■ Brief 1 ■
Extract, word for word, the section of the passage on libertarianism and self-control from "That being said, consider" up to and including "straightforward and succinct.".
■ Brief 2 ■
Answer yes or no to whether each statement agrees with the passage on libertarianism and self-control, and quote the words that decide it: (a) A state could be neutral in the sense of benefiting everyone literally equally. (b) The self-control aristocracy objection has been raised many times. (c) A libertarian order would benefit only those born with exceptional self-control.

■ Text segment ■
========================

Libertarianism’s Untroubling Aristocracy of Self‐Control
A no‐holds‐barred libertarian political order would benefit everyone, not only those born with exceptional self‐control.
All prospective political orders, by their existence and maintenance, would create advantages for some people (as compared to the baseline of no state having been formed at all, or the baseline of some pre‐existing state). Indeed, that is a main point of having a state at all: systematically conferring benefits (construed broadly) that are justly due to citizens. It is a mistake to think that any state is or could be “neutral,” in the sense of benefiting everyone literally equally. Rather, we use a normatively‐loaded conception of “fairness” to evaluate whether any possible set of benefits and burdens to citizens is distributed equitably.
That being said, consider the claim that a libertarian system (i.e. one created by a government significantly smaller and/or less active in most citizens’s individual, properly private lives) would generate a “self‐control aristocracy.” Although this objection has undoubtedly been raised many times, I find Joseph Heath’s statement of the “self‐control aristocracy” objection to libertarianism particularly straightforward and succinct.

========================

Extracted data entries

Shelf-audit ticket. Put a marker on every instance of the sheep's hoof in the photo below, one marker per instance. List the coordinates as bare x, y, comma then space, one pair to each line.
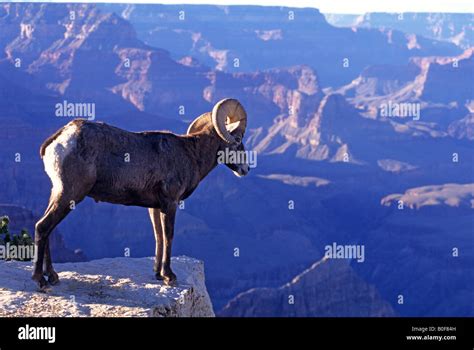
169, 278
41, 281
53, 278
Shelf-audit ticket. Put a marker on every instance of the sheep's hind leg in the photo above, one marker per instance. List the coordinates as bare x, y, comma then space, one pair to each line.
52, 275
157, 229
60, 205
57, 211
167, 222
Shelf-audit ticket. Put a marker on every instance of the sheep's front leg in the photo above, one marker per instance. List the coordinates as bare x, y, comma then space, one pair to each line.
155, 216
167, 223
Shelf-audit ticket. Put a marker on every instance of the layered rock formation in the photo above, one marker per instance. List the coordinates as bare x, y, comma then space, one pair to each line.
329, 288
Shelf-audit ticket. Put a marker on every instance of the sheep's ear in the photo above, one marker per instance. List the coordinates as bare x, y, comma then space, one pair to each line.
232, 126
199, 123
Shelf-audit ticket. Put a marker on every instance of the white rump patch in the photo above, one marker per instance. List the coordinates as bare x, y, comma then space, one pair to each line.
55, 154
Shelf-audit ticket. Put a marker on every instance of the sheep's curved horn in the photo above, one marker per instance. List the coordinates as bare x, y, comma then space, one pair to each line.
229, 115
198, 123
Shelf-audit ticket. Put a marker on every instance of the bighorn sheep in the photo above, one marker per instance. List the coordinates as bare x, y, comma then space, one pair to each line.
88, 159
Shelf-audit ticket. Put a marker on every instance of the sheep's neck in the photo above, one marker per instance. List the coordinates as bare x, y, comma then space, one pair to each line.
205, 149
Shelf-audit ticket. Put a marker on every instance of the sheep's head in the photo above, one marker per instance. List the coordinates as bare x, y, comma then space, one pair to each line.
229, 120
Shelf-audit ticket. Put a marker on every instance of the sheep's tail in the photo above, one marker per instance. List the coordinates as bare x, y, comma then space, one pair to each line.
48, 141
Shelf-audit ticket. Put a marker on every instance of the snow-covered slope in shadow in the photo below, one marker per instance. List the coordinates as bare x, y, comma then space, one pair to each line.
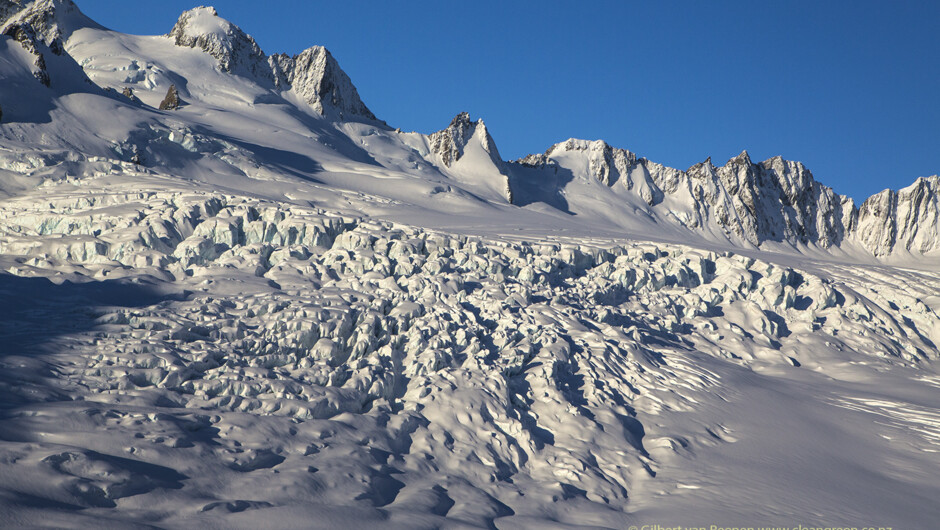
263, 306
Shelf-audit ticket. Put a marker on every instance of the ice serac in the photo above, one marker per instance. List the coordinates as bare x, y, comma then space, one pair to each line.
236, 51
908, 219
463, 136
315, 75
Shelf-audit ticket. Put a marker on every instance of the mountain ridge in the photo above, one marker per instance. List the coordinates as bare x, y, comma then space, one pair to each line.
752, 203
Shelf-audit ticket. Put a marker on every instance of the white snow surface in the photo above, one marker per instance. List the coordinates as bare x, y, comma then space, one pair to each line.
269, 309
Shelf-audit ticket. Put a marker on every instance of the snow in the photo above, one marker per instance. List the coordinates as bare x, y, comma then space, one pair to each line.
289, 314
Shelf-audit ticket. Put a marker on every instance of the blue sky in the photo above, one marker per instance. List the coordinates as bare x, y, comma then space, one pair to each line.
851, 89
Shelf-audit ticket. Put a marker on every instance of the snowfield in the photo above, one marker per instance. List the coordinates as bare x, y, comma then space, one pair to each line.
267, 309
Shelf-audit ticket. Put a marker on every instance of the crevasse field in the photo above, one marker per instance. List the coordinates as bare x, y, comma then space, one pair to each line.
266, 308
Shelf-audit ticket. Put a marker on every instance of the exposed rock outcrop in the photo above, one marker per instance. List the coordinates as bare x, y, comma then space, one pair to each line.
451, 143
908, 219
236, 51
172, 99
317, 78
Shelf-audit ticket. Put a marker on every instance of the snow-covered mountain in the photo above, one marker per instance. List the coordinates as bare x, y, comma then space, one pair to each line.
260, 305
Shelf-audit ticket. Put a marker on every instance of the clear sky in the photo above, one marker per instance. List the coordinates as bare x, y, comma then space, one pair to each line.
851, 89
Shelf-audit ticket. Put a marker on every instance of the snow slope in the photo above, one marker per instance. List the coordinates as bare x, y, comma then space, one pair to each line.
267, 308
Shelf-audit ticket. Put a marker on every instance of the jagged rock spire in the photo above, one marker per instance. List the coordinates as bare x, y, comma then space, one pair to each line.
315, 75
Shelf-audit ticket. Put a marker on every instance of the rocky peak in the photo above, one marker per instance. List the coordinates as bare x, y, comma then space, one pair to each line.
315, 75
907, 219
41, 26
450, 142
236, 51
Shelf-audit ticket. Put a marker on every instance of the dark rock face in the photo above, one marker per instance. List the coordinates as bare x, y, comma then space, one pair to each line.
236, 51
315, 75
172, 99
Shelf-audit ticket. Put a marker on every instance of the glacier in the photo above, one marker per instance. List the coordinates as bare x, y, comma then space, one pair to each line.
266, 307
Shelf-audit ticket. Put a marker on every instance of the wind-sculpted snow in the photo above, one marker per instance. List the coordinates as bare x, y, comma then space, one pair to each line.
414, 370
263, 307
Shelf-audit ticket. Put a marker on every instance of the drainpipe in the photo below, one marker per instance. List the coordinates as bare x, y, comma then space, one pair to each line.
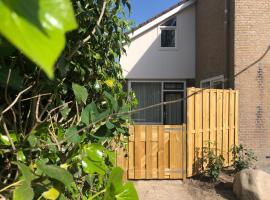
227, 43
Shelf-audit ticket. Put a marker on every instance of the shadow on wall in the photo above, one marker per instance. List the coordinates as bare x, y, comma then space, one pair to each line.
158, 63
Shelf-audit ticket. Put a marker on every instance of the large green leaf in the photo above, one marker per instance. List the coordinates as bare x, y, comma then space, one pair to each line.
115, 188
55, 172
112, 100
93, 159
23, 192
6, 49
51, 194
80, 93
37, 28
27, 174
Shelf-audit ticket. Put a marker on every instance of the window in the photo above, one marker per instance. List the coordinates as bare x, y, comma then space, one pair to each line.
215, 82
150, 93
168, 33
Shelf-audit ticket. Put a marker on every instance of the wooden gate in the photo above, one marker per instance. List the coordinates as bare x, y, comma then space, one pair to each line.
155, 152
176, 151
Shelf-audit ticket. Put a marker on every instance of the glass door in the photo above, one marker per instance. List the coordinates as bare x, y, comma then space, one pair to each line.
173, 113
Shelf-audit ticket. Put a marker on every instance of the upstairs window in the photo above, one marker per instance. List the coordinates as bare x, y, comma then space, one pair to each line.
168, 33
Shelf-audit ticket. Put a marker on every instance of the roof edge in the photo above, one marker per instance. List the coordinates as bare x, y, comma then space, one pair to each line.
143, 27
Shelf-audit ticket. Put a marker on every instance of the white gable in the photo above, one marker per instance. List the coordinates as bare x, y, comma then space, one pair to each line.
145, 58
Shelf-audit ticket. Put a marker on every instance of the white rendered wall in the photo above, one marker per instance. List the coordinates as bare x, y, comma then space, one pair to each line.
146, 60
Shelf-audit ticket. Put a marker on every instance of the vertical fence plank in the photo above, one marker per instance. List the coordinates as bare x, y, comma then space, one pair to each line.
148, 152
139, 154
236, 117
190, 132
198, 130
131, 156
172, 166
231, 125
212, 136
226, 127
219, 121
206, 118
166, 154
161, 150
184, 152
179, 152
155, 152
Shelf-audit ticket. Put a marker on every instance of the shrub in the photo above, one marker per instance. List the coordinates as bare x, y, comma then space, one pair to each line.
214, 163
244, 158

========================

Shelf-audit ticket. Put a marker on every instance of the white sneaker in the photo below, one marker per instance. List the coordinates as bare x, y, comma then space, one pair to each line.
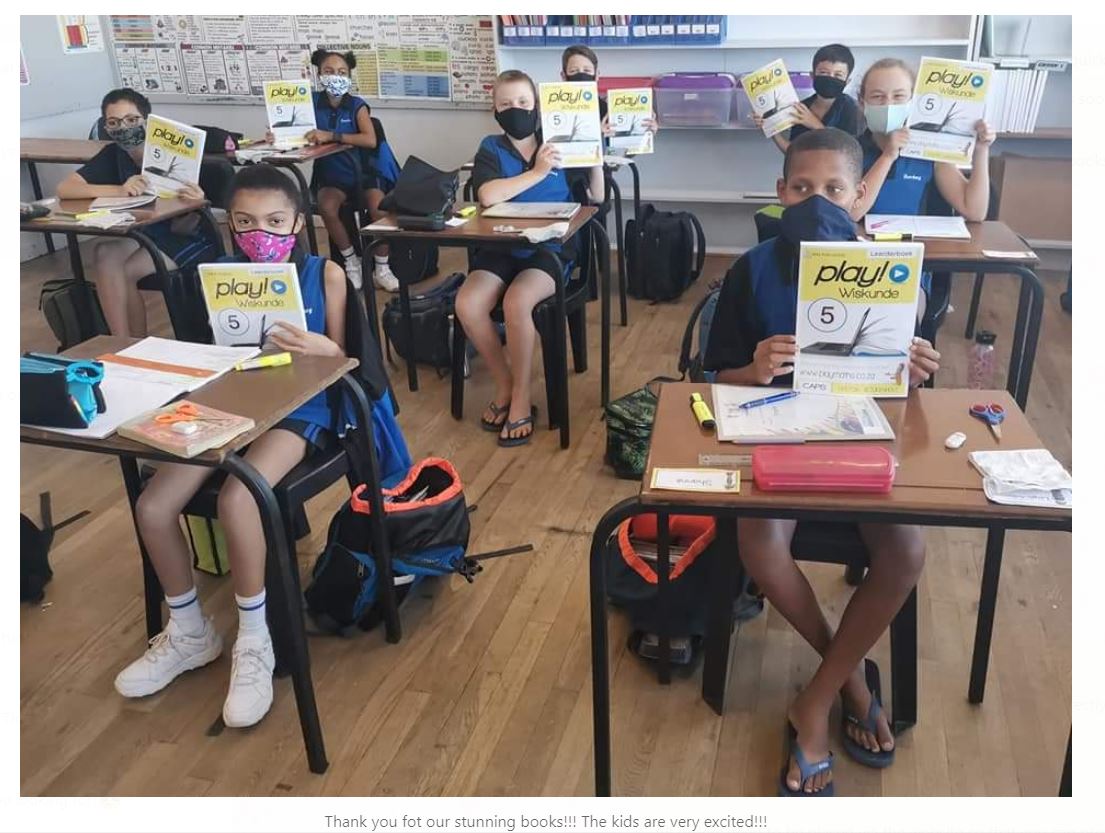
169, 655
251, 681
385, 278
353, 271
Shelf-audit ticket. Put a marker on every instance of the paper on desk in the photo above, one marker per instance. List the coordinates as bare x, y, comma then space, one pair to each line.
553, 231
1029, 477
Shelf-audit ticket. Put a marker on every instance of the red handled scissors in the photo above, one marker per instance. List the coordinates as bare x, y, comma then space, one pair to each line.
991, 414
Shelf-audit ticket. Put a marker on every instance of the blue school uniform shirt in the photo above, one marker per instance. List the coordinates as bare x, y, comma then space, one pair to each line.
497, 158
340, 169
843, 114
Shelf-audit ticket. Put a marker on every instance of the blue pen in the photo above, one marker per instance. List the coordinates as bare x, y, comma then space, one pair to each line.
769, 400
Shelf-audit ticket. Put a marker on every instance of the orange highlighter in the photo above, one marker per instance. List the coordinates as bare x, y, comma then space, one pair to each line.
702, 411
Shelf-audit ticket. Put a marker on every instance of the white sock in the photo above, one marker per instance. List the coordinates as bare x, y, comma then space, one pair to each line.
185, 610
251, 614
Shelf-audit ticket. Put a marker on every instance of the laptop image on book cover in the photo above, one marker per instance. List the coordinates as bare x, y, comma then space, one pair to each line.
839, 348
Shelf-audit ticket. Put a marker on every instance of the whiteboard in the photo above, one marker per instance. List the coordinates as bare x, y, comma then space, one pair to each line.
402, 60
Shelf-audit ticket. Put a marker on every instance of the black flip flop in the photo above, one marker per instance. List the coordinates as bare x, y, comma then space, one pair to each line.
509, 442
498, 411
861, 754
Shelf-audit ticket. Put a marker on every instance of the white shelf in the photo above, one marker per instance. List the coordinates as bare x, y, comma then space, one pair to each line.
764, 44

========================

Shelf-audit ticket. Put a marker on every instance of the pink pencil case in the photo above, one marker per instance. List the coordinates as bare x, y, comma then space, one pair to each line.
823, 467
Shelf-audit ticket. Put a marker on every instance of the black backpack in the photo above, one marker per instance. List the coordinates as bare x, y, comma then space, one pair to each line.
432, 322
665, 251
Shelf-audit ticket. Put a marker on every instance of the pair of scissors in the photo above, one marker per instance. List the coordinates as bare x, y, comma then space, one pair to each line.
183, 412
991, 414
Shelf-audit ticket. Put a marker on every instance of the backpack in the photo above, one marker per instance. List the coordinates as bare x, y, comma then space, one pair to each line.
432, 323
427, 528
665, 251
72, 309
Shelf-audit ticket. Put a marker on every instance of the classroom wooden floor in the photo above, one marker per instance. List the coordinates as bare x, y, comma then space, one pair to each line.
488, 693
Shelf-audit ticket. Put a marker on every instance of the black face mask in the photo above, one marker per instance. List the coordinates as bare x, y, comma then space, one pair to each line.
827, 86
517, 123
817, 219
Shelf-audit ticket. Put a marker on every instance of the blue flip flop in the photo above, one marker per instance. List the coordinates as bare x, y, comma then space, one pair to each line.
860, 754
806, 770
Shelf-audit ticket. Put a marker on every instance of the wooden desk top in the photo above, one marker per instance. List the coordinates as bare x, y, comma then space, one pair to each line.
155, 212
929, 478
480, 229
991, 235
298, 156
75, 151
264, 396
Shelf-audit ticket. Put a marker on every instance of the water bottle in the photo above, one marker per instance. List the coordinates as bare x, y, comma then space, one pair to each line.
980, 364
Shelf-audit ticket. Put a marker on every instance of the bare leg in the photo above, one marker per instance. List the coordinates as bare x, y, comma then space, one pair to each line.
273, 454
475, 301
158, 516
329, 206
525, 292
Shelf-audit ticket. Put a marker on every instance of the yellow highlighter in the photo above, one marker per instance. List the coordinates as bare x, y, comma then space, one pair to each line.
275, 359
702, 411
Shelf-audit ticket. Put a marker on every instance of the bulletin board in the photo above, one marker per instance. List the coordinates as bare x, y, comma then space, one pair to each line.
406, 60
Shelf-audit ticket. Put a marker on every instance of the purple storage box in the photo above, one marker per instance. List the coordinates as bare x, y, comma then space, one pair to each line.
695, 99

========================

■ Correct result 1 ■
That being said, consider the claim that a libertarian system (i.e. one created by a government significantly smaller and/or less active in most citizens’s individual, properly private lives) would generate a “self‐control aristocracy.” Although this objection has undoubtedly been raised many times, I find Joseph Heath’s statement of the “self‐control aristocracy” objection to libertarianism particularly straightforward and succinct.

■ Correct result 2 ■
(a) No: "It is a mistake to think that any state is or could be “neutral,” in the sense of benefiting everyone literally equally."
(b) Yes: "this objection has undoubtedly been raised many times"
(c) No: "would benefit everyone, not only those born with exceptional self‐control."